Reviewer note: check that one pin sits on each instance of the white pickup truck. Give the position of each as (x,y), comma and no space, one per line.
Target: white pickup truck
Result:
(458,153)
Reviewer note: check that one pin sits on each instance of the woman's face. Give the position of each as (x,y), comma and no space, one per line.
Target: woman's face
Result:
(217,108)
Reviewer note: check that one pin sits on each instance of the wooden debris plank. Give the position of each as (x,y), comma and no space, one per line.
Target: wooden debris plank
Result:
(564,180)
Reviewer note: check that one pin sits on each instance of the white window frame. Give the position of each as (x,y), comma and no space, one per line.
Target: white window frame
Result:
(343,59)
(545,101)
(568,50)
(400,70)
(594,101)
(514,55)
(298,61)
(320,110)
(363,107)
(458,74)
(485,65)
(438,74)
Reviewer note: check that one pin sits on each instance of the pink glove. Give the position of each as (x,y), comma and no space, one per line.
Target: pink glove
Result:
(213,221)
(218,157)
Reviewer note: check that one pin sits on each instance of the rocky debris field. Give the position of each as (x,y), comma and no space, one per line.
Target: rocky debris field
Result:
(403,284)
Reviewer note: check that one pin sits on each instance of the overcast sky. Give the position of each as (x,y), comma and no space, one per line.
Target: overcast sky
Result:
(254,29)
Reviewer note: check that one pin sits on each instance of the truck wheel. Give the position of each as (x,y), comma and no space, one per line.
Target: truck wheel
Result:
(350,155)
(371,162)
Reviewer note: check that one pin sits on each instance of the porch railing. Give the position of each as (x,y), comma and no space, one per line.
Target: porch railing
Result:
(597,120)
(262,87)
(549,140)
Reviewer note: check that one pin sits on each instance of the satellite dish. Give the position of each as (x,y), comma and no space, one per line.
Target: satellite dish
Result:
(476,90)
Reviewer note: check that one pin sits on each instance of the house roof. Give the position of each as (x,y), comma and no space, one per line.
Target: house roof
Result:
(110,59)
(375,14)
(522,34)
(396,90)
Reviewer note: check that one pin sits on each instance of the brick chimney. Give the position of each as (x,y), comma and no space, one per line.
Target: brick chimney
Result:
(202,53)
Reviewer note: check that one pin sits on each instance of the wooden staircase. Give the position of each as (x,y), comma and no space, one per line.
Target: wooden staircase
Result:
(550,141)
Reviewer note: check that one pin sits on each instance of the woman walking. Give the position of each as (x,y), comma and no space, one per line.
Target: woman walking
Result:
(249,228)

§ GOAL: Please return the data above exactly as given.

§ RESPONSE TO THE TASK:
Reviewer note: check that one pin sits on each instance of the white pickup truck. Give the position of each as (x,y), comma and no space, one per line.
Target: white pickup truck
Result:
(458,153)
Reviewer note: check that one pin sits on each instance of the woman's face. Give the position of each as (x,y), comma and no space, one per line.
Target: woman's face
Result:
(217,108)
Reviewer note: check that one pin sits on each instance of the wooden debris plank. Give the position of each as (x,y), comma and no space, one per line.
Target: wooden debris plank
Result:
(564,180)
Reviewer note: check that one pin sits on each instance of the white window frame. Give the position of each as (x,y), comma and no space, one per line.
Target: white window frame
Result:
(343,59)
(545,101)
(568,50)
(400,70)
(594,101)
(514,55)
(298,61)
(320,110)
(363,107)
(458,74)
(485,65)
(438,74)
Reviewer note: check that one pin sits on each instance of the pink glove. Give the position of each as (x,y), comma and no space, one per line.
Target: pink glove
Result:
(213,221)
(218,157)
Reviewer note: check that one pin sits on each instance of the rocky debris field. Give the position of each as (x,y), comma and no space, one per line.
Target: rocky debris field
Result:
(403,284)
Reviewer note: check that one pin sits on each instance of the overcast sky. Give the position of each as (x,y), comma and no space, one per line.
Target: overcast sky
Result:
(254,29)
Reviewer note: check that one pin sits on each instance of the truck wheel. Give the position of each as (x,y), comma and no space, one per line.
Target: truck wheel
Result:
(350,155)
(371,162)
Reviewer note: check that one pin sits on each instance of the porch railing. Give the position of each as (x,y), comma and no space, one per line.
Target: porch railing
Result:
(597,120)
(262,87)
(549,140)
Reviewer note: check that one pin sits on each instance of the satellite dish. Give the position of each as (x,y), comma and no space, one per line.
Target: satellite dish
Result:
(476,90)
Reviewer note: check that one pin sits on each instance of the house roof. Give the position of each as (x,y), comma and no space, one per line.
Target: house roof
Result:
(110,59)
(375,14)
(522,34)
(396,90)
Reviewer note: check that one pin sits on each instance of the brick chimney. Give the position of each as (x,y), comma and no space, one per line.
Target: brick chimney
Result:
(202,53)
Reviewer note: check that one pin sits on each instance of the wooden staircase. Give the position of each as (x,y), comma and no space, one per line.
Target: wooden staircase
Result:
(550,141)
Reviewer note: check that one pin sits on each instance of the woman walking. Give the position of each as (x,y), comma and no space, one per line.
Target: woman walking
Result:
(249,228)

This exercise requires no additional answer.